[BEGIN Materials provided]

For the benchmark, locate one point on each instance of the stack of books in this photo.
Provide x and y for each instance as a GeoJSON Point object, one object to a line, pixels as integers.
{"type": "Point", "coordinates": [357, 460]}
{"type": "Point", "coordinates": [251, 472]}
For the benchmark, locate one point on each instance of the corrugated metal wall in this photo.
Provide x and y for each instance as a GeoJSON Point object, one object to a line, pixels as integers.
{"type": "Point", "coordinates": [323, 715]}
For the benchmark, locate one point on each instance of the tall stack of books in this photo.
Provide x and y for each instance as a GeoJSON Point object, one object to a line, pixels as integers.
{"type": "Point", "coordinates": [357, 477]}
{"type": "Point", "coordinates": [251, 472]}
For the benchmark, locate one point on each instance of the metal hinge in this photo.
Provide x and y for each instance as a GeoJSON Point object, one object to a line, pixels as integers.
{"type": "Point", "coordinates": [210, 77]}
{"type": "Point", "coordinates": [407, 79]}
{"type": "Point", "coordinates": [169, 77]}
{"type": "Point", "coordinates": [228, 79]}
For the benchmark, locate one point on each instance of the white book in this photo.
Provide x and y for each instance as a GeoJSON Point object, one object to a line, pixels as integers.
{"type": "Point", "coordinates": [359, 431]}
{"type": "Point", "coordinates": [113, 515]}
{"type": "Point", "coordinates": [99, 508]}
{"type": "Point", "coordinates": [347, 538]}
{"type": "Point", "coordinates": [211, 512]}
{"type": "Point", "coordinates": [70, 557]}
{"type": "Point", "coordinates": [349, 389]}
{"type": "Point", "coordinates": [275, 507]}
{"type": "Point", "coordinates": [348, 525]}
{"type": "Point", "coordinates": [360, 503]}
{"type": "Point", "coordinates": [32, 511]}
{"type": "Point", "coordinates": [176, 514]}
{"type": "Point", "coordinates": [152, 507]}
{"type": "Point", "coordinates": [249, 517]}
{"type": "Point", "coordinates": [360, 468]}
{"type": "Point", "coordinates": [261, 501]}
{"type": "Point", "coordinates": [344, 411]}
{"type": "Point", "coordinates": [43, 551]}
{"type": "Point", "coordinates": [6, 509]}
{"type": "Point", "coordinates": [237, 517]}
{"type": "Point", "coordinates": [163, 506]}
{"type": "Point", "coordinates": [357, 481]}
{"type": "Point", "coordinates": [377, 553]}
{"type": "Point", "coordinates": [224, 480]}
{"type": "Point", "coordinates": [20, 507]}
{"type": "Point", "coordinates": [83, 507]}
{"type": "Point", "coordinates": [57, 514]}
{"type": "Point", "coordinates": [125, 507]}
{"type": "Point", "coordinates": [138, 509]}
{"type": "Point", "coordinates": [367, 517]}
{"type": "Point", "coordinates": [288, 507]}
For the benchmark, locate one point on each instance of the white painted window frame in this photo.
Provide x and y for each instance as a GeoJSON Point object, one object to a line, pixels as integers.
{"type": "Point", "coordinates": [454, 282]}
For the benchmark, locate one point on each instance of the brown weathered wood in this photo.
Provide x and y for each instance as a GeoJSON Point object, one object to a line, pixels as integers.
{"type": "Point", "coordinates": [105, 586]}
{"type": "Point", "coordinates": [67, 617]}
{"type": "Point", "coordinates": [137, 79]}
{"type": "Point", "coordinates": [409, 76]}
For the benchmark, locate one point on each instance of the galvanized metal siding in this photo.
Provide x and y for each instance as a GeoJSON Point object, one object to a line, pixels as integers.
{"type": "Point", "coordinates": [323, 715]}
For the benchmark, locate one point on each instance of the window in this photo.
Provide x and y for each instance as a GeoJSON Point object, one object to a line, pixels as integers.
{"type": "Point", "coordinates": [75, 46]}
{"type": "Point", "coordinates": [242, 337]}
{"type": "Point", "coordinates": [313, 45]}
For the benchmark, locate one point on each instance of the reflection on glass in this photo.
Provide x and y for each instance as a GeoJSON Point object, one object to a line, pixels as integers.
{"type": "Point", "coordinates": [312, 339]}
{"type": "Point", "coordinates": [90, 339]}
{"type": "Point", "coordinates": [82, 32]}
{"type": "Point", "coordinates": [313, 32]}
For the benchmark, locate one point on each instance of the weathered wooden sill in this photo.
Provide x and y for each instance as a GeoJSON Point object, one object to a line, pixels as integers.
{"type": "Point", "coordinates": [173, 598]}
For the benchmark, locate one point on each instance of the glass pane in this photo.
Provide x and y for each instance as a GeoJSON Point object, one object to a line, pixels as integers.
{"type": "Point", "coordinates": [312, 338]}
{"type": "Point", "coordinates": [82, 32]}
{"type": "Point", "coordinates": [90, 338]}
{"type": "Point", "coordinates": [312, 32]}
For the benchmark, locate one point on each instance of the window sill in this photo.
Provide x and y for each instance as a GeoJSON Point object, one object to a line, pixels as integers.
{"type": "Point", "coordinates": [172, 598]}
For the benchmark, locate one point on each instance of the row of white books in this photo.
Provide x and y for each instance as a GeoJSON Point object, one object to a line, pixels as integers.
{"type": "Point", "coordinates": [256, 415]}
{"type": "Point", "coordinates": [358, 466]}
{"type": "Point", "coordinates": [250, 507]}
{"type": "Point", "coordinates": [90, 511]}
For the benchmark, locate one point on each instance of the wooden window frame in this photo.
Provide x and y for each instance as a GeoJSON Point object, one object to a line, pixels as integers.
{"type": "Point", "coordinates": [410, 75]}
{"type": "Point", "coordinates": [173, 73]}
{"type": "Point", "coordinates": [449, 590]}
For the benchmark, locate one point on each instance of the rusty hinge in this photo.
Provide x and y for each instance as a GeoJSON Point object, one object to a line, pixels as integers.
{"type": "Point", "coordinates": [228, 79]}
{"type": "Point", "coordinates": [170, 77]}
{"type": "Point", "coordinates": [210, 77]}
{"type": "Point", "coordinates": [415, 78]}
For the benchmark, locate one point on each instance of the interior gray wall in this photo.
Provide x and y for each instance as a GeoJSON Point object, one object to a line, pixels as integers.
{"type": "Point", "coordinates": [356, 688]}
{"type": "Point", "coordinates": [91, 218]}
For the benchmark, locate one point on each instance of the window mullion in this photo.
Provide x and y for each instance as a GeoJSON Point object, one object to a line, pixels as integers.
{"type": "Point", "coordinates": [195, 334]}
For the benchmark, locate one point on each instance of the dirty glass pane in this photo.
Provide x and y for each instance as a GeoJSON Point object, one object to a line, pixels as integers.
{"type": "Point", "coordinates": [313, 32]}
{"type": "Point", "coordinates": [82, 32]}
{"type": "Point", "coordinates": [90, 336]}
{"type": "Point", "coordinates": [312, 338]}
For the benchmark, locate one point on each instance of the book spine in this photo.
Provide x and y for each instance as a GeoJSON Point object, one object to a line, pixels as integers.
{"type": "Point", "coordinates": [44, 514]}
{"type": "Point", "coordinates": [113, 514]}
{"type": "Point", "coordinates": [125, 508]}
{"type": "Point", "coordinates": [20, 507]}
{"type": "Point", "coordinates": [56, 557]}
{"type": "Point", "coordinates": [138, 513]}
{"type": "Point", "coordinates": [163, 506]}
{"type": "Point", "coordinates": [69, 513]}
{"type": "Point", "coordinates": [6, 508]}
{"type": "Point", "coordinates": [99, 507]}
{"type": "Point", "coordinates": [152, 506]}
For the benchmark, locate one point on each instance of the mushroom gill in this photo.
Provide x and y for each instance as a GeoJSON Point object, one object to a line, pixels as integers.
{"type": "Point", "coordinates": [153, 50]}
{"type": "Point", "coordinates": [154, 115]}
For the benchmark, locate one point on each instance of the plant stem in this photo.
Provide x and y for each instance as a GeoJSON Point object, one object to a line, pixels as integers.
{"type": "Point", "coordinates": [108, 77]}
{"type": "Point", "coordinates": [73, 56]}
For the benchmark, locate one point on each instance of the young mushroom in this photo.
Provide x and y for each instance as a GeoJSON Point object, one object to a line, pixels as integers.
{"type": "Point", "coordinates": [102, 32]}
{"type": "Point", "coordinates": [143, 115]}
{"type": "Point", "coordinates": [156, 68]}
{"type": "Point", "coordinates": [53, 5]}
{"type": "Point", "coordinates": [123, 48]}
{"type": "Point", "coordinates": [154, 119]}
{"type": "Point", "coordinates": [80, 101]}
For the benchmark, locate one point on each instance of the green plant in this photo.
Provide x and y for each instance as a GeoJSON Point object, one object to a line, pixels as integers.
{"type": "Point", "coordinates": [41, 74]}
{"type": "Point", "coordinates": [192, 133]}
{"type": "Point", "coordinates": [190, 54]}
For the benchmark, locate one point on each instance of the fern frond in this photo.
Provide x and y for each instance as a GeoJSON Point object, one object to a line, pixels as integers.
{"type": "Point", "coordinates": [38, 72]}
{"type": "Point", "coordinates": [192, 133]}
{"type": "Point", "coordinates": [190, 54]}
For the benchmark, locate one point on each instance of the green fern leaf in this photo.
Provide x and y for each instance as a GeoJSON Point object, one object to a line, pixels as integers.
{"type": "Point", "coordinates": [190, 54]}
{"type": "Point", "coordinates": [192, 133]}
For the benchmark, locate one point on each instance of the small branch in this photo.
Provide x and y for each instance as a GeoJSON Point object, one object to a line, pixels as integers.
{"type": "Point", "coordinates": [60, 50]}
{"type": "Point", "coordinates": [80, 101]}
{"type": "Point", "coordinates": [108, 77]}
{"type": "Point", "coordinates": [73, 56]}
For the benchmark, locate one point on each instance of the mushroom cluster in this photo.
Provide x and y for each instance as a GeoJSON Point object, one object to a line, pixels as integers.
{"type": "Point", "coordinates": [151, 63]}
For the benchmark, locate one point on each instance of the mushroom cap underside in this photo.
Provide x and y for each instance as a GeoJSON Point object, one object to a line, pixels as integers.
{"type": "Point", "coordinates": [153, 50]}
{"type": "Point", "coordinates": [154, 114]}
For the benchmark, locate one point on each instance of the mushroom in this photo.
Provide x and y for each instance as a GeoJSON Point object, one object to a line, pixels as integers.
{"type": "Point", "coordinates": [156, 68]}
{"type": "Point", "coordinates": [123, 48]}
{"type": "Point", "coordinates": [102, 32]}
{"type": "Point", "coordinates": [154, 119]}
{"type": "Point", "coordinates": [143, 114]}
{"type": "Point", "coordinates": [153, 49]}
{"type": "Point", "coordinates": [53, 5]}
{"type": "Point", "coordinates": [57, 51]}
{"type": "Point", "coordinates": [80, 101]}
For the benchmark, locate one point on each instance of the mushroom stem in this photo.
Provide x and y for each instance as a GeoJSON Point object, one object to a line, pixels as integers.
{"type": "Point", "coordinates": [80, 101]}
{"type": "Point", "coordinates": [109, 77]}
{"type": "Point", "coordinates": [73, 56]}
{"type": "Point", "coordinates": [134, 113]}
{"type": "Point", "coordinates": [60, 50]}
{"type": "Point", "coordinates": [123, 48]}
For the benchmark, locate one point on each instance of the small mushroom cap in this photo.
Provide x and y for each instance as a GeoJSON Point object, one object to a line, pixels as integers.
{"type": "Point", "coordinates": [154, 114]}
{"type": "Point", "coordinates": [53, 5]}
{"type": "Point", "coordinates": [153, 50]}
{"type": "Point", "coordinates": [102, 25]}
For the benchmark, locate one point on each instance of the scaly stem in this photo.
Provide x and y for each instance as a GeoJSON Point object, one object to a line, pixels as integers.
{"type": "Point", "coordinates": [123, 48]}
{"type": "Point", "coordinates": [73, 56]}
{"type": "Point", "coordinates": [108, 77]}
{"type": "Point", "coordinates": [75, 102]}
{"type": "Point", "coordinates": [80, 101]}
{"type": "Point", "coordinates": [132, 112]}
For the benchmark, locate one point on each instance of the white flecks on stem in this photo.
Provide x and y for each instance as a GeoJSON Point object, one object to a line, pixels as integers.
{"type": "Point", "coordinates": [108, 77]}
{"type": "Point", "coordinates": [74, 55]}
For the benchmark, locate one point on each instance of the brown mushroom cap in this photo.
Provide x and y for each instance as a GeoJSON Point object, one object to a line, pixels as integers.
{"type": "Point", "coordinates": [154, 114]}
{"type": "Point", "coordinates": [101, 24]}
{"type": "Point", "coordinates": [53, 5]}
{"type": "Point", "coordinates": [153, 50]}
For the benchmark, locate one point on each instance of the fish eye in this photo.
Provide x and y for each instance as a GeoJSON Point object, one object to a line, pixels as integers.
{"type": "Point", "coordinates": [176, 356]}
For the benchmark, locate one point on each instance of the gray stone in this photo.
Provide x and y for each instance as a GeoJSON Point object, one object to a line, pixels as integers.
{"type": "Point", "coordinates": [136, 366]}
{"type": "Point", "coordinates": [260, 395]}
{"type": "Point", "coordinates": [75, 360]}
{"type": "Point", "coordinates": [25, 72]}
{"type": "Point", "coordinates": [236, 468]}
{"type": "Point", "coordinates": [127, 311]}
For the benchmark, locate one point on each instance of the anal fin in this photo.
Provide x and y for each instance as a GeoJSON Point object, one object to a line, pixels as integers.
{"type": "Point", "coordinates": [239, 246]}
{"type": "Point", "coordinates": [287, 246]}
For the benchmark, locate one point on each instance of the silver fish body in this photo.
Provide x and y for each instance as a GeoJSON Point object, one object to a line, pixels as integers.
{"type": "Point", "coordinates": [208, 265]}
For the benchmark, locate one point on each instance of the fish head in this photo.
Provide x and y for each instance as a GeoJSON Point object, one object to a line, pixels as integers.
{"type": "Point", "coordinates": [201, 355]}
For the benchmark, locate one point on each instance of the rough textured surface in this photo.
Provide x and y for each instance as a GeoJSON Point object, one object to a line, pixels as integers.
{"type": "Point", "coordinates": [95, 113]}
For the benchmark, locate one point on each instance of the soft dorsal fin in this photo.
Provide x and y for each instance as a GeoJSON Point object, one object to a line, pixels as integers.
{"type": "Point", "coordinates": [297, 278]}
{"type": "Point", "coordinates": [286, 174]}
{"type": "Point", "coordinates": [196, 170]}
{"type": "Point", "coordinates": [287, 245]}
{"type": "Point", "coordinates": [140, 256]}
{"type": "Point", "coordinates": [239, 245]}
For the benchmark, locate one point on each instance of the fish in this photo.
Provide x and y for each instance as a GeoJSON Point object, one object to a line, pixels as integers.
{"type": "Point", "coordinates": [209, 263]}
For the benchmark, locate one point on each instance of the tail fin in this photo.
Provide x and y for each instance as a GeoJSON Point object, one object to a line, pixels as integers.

[END Materials provided]

▶ Set problem
Repeat exactly, and only, the lines from the line containing "fish in this photo." through the last line of the records above, both included.

▶ Task response
For the benchmark, locate one point on each instance of the fish in this photo.
Provide x and y for each instance as a GeoJSON Point object, one object to a line, pixels as integers.
{"type": "Point", "coordinates": [209, 263]}
For the benchmark, locate one point on each instance of the tail fin in this photo.
Provide x and y for each instance as a GeoJSON Point object, one object to a line, pixels as integers.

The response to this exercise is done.